Text
I think this encapsulated most of it, followed by:

> In each arena, he writes, technologists ignore “the unavoidable role of
> social forces.”

Yes. In my early-career, I think I had bought into this foggy notion that
somehow everything could be solved if you just made a clever-enough
technological solution that somehow realigned people's incentives and desires.

After working in a large company for a while, I've gradually come to believe
that a lot of sub-par technology exists because nobody faced the
social/organizational problems first.

------
norea-armozel
I think the article is on point with regard to the likes of Schmidt and Gates
and other folks in the Silicon Valley culture, but for the rest of the tech
world there's always been a stronger sense of skepticism towards the
transformative properties of technology.

Institutions and norms still matter regardless of how cheap the next iPhone
can be made. And if you still have institutions and norms that promote
something like racism or homo/transphobia then you're going to still have
those around no matter what technology is employed. If you can't change minds,
then you can't change how technology will be used.

Record set

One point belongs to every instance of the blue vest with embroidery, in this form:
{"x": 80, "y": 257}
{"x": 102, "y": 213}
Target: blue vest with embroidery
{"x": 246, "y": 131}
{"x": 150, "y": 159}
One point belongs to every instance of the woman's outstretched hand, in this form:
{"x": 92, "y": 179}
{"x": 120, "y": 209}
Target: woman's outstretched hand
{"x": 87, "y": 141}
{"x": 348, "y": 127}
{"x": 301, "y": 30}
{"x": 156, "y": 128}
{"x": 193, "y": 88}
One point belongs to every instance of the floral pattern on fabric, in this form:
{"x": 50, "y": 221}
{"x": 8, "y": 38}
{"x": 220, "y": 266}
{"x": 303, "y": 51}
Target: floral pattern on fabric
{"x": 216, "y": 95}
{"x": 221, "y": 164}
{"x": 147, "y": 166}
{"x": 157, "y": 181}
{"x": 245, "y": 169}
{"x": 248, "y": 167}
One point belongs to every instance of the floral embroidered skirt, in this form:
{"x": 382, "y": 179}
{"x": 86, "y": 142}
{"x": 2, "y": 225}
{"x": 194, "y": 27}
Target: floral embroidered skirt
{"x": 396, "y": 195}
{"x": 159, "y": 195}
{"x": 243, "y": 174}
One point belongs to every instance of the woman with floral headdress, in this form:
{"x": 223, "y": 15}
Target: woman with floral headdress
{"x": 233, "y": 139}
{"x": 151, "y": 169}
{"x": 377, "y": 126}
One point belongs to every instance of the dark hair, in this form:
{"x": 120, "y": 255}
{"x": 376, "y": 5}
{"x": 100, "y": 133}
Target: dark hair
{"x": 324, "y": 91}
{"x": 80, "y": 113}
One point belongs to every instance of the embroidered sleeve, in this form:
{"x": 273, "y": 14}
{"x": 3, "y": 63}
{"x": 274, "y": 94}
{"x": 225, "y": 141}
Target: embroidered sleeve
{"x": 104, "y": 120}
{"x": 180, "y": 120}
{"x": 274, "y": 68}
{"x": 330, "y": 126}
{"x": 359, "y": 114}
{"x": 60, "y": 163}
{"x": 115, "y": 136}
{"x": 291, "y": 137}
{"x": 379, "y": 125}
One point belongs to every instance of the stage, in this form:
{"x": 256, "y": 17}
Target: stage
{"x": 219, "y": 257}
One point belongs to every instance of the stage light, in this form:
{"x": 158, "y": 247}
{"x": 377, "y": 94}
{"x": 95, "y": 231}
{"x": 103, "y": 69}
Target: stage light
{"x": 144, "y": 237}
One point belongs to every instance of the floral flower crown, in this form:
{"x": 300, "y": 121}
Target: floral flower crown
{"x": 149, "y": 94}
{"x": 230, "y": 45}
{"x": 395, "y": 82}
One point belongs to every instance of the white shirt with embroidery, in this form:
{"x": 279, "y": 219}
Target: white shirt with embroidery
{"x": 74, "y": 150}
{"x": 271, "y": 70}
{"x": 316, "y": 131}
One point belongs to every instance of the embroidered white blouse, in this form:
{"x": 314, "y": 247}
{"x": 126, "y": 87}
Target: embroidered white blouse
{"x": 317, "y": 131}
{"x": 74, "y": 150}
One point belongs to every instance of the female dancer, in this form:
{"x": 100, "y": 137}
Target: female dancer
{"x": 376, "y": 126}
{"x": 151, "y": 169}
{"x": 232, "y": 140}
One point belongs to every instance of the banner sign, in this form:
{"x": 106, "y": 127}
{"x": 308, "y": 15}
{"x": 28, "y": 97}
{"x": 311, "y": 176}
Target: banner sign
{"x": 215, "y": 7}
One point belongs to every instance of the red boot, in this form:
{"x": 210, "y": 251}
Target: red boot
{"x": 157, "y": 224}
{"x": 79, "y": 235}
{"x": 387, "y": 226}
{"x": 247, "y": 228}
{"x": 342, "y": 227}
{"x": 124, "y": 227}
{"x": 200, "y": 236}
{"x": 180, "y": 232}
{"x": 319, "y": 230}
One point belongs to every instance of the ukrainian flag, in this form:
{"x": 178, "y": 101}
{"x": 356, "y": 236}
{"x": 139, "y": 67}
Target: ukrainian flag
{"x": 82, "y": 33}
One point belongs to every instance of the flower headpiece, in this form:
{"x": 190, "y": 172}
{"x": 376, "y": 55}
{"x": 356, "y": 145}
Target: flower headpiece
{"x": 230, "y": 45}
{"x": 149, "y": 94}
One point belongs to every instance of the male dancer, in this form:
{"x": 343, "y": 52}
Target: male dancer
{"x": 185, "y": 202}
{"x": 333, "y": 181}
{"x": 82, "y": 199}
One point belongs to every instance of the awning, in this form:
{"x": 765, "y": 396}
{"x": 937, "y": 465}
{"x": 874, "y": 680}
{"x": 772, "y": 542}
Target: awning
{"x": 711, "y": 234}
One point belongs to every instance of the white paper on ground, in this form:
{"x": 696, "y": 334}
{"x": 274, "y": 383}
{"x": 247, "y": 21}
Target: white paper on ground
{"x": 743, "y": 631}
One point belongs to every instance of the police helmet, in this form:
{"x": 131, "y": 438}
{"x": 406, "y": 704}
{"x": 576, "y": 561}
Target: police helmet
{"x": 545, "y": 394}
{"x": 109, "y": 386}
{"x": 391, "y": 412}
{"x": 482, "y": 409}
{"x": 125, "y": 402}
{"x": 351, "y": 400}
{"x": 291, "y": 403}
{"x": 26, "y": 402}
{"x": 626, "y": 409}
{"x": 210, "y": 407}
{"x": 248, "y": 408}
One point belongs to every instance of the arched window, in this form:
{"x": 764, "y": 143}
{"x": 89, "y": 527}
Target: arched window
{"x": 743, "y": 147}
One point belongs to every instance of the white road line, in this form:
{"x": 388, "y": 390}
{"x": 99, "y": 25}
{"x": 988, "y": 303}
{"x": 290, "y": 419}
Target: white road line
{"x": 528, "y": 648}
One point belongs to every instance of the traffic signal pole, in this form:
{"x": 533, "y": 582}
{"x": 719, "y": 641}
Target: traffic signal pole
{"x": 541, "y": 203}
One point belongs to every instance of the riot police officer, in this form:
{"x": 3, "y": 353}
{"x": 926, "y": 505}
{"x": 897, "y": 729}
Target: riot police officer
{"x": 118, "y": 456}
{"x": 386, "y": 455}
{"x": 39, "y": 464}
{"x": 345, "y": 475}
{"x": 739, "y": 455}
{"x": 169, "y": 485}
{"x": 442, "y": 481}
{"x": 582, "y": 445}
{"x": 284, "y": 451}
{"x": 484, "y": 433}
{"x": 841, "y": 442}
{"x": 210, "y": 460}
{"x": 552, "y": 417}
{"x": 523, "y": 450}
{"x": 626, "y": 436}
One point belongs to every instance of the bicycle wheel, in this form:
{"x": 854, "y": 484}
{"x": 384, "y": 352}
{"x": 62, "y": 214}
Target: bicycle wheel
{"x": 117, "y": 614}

Complete the following
A – Copy the listing word for word, starting at the line with "One point belongs to every instance of the riot" and running through the final line of the listing.
B – Carry on the forum discussion about technology and social forces from where it stops.

Per-task outputs
A –
One point belongs to every instance of the riot police officer, in this form:
{"x": 3, "y": 353}
{"x": 926, "y": 505}
{"x": 897, "y": 729}
Target: riot police officer
{"x": 118, "y": 456}
{"x": 386, "y": 455}
{"x": 39, "y": 464}
{"x": 345, "y": 475}
{"x": 739, "y": 455}
{"x": 169, "y": 485}
{"x": 442, "y": 481}
{"x": 582, "y": 445}
{"x": 284, "y": 451}
{"x": 484, "y": 433}
{"x": 841, "y": 442}
{"x": 210, "y": 460}
{"x": 552, "y": 417}
{"x": 523, "y": 450}
{"x": 626, "y": 436}
One point belongs to every instance of the bicycle wheel, in this form:
{"x": 854, "y": 484}
{"x": 384, "y": 352}
{"x": 62, "y": 214}
Target: bicycle wheel
{"x": 117, "y": 614}

B –
------
markc
>When computers entered rural schools, for instance, guess who held the mouse?
Upper-caste boys. Technology wasn’t an intrinsic leveler..

Of course it's not an _intrinsic_ leveler. Who claims that? But wasn't it
"technology" that made it possible for the rural school to have a computer _at
all_? That looks like leveling to me - between urban "haves" and rural "have
nots". Sure, most of us would want this leveling to happen faster - but over
time each kid will get their own mouse (or whatever), and we can move on to
concerns about how the brahmin kid's computer is nicer. That's progress.

>It’s a world full of trained engineers — and many college dropouts — who
cannot be expected to grasp human dynamics any more than political scientists
understand Java code.

What a ridiculous false-equivalency. Engineers live in the world and thus
develop some understanding of "human dynamics" whereas non-coders do not get
exposure to coding just by living their lives.

>If family dinners and school lunches were painful for you, “disrupting”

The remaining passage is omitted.